**What this task involves**
How many lines in the records below contain the string "base"? Case counts, and the reply should be only the number.

**Data to use**
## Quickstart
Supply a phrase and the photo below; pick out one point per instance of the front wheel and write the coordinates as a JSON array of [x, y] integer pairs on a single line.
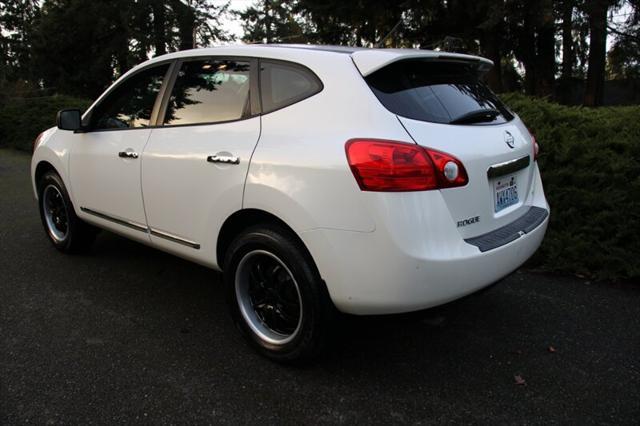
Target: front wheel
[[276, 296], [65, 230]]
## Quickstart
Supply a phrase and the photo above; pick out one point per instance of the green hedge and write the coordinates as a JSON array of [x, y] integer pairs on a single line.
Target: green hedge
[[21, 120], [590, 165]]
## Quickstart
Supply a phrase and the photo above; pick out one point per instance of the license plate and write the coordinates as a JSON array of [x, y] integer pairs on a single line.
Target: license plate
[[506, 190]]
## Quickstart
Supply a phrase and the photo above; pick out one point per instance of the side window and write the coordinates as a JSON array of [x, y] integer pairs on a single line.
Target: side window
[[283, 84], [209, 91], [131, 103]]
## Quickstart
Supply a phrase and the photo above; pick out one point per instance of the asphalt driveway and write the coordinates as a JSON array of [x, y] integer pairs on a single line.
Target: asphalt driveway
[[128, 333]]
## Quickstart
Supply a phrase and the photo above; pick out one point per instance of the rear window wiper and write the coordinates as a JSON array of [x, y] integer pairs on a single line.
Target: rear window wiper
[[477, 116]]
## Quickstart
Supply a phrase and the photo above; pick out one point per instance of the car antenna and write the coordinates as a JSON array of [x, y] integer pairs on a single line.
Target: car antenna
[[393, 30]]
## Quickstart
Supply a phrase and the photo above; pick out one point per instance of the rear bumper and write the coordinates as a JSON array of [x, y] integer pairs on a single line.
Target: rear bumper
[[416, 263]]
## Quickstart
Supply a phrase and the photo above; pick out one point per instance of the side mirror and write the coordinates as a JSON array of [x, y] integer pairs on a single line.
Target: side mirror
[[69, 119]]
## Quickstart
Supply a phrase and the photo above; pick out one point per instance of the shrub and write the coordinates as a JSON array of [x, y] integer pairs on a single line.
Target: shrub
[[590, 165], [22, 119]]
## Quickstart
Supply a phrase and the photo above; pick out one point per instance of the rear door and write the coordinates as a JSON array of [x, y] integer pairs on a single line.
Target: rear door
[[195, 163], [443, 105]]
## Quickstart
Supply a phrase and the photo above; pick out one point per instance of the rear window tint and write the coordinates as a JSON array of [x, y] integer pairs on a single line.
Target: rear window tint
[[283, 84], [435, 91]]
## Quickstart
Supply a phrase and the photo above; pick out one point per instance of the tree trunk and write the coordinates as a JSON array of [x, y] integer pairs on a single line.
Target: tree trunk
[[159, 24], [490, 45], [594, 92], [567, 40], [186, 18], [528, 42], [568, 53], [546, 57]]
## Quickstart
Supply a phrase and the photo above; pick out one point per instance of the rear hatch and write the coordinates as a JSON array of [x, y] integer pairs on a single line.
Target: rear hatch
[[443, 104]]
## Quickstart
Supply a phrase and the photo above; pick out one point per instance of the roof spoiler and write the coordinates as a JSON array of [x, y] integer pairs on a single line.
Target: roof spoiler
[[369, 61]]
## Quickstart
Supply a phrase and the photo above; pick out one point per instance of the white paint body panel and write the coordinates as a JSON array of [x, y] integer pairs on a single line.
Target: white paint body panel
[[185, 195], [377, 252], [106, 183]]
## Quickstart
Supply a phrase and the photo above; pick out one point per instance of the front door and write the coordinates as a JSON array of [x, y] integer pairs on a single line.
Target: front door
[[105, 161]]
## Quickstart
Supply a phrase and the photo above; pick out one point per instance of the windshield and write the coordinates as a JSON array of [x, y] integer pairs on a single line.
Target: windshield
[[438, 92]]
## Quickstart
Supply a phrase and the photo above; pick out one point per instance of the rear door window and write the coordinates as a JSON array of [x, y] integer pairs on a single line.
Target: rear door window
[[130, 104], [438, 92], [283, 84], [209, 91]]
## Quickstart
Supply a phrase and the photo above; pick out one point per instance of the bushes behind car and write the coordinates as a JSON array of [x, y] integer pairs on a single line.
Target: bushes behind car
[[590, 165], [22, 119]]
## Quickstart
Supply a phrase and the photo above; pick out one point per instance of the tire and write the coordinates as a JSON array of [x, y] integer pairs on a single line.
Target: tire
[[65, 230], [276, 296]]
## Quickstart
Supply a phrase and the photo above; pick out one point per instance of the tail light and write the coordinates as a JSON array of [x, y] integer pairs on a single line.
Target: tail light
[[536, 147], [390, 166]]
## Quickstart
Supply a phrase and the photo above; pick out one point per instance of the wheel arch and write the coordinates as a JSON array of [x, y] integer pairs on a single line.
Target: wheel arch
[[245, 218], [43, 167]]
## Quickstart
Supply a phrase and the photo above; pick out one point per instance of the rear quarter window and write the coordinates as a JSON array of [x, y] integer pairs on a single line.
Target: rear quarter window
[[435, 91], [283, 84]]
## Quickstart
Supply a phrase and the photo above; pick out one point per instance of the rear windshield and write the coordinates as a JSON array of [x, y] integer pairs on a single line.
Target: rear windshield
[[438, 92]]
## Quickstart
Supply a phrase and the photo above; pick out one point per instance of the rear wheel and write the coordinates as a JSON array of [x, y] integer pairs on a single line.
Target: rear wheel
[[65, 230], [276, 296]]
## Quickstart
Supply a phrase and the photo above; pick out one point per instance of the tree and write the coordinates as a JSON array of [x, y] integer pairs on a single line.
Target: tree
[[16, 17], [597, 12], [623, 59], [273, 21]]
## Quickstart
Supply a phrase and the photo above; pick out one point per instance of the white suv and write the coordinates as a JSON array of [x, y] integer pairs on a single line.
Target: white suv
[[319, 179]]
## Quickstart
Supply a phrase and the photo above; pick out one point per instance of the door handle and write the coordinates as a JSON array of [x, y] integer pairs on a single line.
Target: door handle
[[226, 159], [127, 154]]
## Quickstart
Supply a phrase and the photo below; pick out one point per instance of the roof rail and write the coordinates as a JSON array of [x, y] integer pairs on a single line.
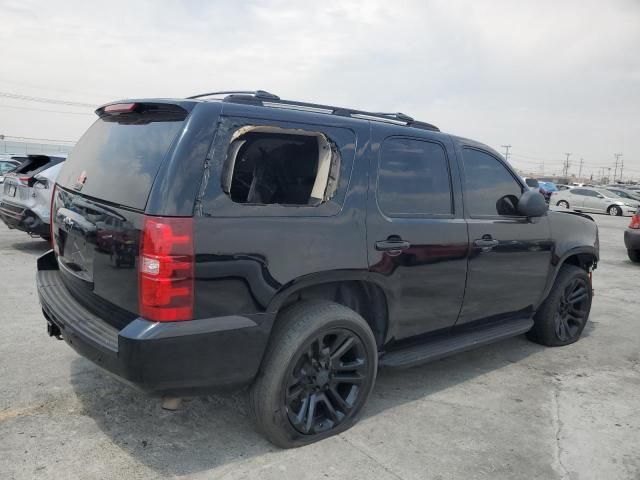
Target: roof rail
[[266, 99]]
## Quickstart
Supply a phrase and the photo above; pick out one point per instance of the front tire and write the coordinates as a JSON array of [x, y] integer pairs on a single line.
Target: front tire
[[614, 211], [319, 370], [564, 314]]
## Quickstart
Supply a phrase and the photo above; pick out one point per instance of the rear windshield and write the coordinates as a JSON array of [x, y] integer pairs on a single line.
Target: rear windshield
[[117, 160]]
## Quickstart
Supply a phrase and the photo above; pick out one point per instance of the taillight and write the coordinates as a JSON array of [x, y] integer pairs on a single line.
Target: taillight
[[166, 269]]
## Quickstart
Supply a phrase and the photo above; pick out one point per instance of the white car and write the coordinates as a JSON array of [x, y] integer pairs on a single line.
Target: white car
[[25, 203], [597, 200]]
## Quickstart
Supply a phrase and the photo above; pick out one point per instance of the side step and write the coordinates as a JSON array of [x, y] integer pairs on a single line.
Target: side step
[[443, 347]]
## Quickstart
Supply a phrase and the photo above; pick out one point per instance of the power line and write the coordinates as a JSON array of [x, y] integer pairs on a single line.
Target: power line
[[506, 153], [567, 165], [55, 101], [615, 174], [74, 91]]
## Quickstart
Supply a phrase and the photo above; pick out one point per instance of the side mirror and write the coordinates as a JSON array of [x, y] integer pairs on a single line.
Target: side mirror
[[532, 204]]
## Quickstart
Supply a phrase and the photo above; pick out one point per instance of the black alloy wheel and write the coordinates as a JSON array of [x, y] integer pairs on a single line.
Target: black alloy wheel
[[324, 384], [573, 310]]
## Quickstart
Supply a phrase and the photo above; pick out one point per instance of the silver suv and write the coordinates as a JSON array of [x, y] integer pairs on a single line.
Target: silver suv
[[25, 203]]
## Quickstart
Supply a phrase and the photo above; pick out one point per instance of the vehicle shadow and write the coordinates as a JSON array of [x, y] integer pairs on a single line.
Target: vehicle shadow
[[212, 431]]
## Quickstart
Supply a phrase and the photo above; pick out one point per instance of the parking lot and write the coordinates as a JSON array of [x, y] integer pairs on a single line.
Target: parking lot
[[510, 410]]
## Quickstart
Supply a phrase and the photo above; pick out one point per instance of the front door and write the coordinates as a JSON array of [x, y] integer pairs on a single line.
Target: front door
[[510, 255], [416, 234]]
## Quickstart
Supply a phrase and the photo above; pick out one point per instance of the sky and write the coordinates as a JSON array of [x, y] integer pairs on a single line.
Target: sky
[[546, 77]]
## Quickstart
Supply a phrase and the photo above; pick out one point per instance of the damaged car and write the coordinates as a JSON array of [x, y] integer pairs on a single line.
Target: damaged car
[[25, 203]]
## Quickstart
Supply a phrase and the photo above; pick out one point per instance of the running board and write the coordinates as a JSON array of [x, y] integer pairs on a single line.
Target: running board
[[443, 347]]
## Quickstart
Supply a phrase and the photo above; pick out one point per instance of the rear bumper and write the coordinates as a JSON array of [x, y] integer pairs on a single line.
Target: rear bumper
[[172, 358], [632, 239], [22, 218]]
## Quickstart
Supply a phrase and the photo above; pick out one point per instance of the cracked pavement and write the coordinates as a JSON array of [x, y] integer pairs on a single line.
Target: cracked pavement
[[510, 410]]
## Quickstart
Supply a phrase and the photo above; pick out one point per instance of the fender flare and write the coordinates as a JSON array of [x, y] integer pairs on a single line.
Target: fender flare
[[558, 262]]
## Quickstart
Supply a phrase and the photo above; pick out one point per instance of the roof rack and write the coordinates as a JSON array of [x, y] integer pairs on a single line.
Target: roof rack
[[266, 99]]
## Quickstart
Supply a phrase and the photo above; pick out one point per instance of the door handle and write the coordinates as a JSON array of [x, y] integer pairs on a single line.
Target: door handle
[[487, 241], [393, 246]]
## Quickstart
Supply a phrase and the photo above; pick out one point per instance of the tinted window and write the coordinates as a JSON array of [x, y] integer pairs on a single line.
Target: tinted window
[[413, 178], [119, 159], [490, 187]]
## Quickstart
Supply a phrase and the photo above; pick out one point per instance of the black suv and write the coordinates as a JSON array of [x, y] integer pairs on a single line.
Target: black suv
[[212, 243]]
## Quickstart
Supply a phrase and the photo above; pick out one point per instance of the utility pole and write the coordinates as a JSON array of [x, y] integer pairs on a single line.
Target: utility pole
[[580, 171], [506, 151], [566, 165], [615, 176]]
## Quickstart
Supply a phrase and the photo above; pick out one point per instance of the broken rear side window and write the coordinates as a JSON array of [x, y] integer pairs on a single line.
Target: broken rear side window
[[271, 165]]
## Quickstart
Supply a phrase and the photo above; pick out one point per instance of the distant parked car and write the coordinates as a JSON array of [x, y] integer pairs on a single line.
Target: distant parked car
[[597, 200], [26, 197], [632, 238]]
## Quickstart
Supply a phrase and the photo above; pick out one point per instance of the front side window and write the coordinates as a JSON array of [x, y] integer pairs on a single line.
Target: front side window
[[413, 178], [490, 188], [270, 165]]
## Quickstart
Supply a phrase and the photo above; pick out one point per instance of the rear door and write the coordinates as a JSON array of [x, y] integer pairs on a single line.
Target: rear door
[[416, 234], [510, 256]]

--

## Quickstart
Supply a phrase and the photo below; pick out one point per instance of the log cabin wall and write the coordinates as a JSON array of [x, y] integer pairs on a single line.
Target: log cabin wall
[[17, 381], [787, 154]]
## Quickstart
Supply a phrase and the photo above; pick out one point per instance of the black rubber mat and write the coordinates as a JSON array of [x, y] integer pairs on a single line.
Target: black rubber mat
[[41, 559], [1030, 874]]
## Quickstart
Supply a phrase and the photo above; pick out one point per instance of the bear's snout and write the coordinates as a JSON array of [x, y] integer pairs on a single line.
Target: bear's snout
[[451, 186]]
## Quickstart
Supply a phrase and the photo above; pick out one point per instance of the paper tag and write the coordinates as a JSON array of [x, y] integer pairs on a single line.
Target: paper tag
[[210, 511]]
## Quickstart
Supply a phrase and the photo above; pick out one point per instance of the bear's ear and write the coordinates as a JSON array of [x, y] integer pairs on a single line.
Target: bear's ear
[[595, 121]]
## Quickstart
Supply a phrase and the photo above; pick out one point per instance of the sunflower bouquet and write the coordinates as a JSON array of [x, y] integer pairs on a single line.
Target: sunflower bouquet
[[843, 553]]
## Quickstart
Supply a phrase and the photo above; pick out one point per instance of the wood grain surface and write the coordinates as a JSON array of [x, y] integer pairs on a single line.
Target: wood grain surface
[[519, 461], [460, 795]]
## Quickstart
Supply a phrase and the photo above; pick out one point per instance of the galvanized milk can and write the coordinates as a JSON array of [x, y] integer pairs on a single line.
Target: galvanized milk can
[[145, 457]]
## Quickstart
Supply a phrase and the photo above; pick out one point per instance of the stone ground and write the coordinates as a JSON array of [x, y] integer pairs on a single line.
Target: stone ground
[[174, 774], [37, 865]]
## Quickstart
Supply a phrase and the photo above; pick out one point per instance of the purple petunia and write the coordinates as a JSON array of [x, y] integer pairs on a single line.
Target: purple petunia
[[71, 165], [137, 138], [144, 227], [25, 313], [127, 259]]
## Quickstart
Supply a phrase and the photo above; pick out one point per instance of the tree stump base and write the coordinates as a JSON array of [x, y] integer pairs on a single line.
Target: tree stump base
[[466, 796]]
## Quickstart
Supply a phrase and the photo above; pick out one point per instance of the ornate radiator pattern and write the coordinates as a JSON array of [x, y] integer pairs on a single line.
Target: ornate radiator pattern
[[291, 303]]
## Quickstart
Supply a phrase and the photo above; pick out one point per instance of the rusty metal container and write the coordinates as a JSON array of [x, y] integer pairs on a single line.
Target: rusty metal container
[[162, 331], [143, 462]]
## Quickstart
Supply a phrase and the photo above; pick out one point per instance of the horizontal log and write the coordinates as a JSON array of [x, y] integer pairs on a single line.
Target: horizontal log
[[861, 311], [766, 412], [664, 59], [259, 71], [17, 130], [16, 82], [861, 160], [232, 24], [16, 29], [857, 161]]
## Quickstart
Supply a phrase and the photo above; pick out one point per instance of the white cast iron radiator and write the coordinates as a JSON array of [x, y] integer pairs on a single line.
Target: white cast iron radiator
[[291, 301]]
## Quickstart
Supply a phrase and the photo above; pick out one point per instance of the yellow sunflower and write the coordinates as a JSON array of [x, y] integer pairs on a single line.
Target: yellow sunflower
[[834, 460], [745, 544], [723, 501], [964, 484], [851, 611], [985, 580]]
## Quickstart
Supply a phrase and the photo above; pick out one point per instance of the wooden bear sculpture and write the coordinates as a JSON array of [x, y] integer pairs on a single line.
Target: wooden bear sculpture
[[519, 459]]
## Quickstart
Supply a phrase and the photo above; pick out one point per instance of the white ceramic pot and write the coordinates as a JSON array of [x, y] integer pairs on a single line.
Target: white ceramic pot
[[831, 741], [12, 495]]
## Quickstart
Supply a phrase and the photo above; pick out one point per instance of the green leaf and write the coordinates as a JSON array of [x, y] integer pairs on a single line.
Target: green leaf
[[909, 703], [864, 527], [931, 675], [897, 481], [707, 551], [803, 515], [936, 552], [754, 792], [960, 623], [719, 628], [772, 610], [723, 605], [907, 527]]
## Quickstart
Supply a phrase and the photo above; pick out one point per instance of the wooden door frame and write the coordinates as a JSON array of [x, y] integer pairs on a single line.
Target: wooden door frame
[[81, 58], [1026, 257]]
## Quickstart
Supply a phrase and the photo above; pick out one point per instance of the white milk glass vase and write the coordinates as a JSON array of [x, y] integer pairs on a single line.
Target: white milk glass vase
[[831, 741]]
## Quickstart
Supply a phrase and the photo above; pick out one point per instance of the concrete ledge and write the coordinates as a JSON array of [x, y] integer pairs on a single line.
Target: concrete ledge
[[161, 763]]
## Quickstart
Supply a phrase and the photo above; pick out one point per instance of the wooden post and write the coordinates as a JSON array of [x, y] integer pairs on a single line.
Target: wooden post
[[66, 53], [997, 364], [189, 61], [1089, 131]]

**Complete output**
2